To do: Starting at the line that contains "Detects the calm" and ending with the final line of the records, reproduce every line, including the request text. Rescale each box coordinate in the answers by multiplying it by 0.2 and rounding to the nearest whole number, with halves rounded up.

Extracted material:
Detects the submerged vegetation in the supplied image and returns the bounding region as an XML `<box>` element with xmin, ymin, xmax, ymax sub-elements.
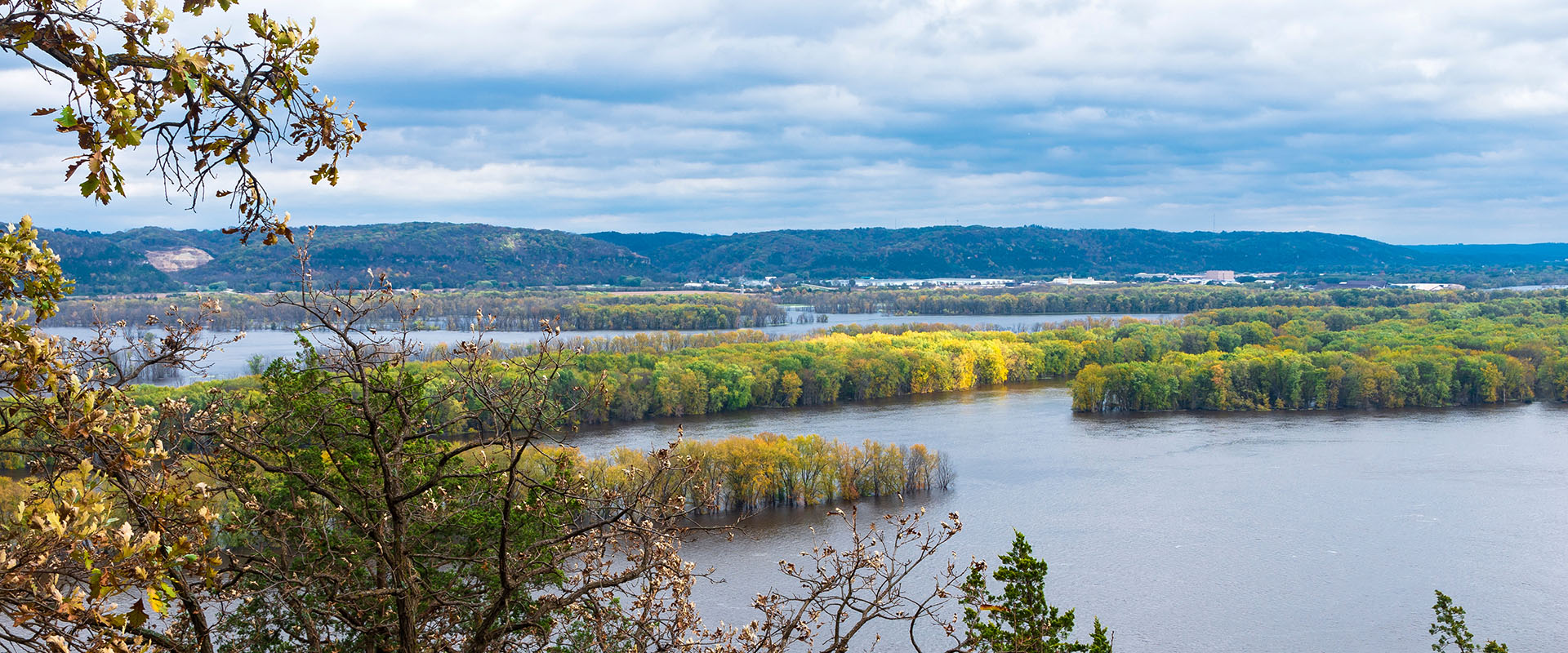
<box><xmin>125</xmin><ymin>289</ymin><xmax>1568</xmax><ymax>423</ymax></box>
<box><xmin>523</xmin><ymin>433</ymin><xmax>953</xmax><ymax>512</ymax></box>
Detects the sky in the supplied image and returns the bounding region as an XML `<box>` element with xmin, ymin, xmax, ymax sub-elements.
<box><xmin>0</xmin><ymin>0</ymin><xmax>1568</xmax><ymax>244</ymax></box>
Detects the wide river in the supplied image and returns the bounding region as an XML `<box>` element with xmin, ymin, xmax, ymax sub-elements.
<box><xmin>568</xmin><ymin>384</ymin><xmax>1568</xmax><ymax>653</ymax></box>
<box><xmin>46</xmin><ymin>309</ymin><xmax>1183</xmax><ymax>385</ymax></box>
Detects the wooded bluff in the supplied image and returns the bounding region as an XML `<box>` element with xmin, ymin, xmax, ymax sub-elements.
<box><xmin>136</xmin><ymin>293</ymin><xmax>1568</xmax><ymax>423</ymax></box>
<box><xmin>44</xmin><ymin>222</ymin><xmax>1568</xmax><ymax>295</ymax></box>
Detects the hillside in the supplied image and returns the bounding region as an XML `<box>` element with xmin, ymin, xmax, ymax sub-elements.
<box><xmin>608</xmin><ymin>227</ymin><xmax>1428</xmax><ymax>278</ymax></box>
<box><xmin>37</xmin><ymin>222</ymin><xmax>1568</xmax><ymax>295</ymax></box>
<box><xmin>1408</xmin><ymin>242</ymin><xmax>1568</xmax><ymax>264</ymax></box>
<box><xmin>46</xmin><ymin>222</ymin><xmax>653</xmax><ymax>295</ymax></box>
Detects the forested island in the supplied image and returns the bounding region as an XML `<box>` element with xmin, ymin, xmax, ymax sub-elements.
<box><xmin>133</xmin><ymin>293</ymin><xmax>1568</xmax><ymax>423</ymax></box>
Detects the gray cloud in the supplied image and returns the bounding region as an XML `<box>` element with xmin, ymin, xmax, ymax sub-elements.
<box><xmin>0</xmin><ymin>0</ymin><xmax>1568</xmax><ymax>242</ymax></box>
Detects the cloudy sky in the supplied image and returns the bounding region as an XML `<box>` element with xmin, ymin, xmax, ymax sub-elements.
<box><xmin>0</xmin><ymin>0</ymin><xmax>1568</xmax><ymax>242</ymax></box>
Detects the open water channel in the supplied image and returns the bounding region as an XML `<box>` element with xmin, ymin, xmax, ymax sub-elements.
<box><xmin>46</xmin><ymin>310</ymin><xmax>1181</xmax><ymax>385</ymax></box>
<box><xmin>42</xmin><ymin>308</ymin><xmax>1568</xmax><ymax>653</ymax></box>
<box><xmin>566</xmin><ymin>384</ymin><xmax>1568</xmax><ymax>653</ymax></box>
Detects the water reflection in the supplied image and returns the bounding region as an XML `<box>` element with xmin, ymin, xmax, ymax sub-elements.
<box><xmin>568</xmin><ymin>382</ymin><xmax>1568</xmax><ymax>653</ymax></box>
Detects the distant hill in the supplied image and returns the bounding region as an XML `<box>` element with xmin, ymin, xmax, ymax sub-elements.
<box><xmin>614</xmin><ymin>227</ymin><xmax>1430</xmax><ymax>278</ymax></box>
<box><xmin>46</xmin><ymin>222</ymin><xmax>653</xmax><ymax>295</ymax></box>
<box><xmin>27</xmin><ymin>222</ymin><xmax>1568</xmax><ymax>295</ymax></box>
<box><xmin>1408</xmin><ymin>242</ymin><xmax>1568</xmax><ymax>264</ymax></box>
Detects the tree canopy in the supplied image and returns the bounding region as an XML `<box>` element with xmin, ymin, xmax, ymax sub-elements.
<box><xmin>0</xmin><ymin>0</ymin><xmax>365</xmax><ymax>244</ymax></box>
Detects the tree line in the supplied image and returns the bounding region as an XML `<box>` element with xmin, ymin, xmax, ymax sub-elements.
<box><xmin>523</xmin><ymin>433</ymin><xmax>953</xmax><ymax>512</ymax></box>
<box><xmin>781</xmin><ymin>283</ymin><xmax>1555</xmax><ymax>315</ymax></box>
<box><xmin>133</xmin><ymin>296</ymin><xmax>1568</xmax><ymax>423</ymax></box>
<box><xmin>1072</xmin><ymin>298</ymin><xmax>1568</xmax><ymax>412</ymax></box>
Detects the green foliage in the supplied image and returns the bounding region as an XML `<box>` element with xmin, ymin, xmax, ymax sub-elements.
<box><xmin>960</xmin><ymin>531</ymin><xmax>1111</xmax><ymax>653</ymax></box>
<box><xmin>1427</xmin><ymin>590</ymin><xmax>1508</xmax><ymax>653</ymax></box>
<box><xmin>539</xmin><ymin>433</ymin><xmax>953</xmax><ymax>512</ymax></box>
<box><xmin>1074</xmin><ymin>295</ymin><xmax>1568</xmax><ymax>412</ymax></box>
<box><xmin>0</xmin><ymin>0</ymin><xmax>365</xmax><ymax>244</ymax></box>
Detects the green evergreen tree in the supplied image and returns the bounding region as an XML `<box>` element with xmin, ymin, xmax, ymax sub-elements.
<box><xmin>961</xmin><ymin>531</ymin><xmax>1111</xmax><ymax>653</ymax></box>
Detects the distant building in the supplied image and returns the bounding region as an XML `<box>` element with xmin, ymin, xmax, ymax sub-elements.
<box><xmin>1050</xmin><ymin>274</ymin><xmax>1115</xmax><ymax>285</ymax></box>
<box><xmin>1312</xmin><ymin>282</ymin><xmax>1388</xmax><ymax>290</ymax></box>
<box><xmin>823</xmin><ymin>278</ymin><xmax>1013</xmax><ymax>288</ymax></box>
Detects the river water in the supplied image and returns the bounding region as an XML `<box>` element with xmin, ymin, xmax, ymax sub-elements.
<box><xmin>566</xmin><ymin>384</ymin><xmax>1568</xmax><ymax>653</ymax></box>
<box><xmin>46</xmin><ymin>310</ymin><xmax>1183</xmax><ymax>385</ymax></box>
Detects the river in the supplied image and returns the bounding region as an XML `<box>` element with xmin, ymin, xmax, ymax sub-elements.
<box><xmin>46</xmin><ymin>310</ymin><xmax>1183</xmax><ymax>385</ymax></box>
<box><xmin>568</xmin><ymin>384</ymin><xmax>1568</xmax><ymax>653</ymax></box>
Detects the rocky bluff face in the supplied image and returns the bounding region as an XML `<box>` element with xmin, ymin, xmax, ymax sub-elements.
<box><xmin>146</xmin><ymin>246</ymin><xmax>212</xmax><ymax>273</ymax></box>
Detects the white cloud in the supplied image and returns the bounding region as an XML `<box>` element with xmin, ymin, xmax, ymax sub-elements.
<box><xmin>9</xmin><ymin>0</ymin><xmax>1568</xmax><ymax>240</ymax></box>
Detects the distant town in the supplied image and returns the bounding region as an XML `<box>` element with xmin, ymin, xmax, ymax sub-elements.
<box><xmin>682</xmin><ymin>269</ymin><xmax>1464</xmax><ymax>291</ymax></box>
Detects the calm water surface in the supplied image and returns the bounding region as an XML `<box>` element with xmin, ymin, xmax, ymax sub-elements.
<box><xmin>47</xmin><ymin>310</ymin><xmax>1183</xmax><ymax>385</ymax></box>
<box><xmin>568</xmin><ymin>384</ymin><xmax>1568</xmax><ymax>653</ymax></box>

Complete answer:
Detects the calm water surface in the supplied image and returns the bounding region as an XML `<box>` element with xmin, ymin, xmax, ymax sub-elements.
<box><xmin>9</xmin><ymin>62</ymin><xmax>237</xmax><ymax>77</ymax></box>
<box><xmin>114</xmin><ymin>77</ymin><xmax>314</xmax><ymax>131</ymax></box>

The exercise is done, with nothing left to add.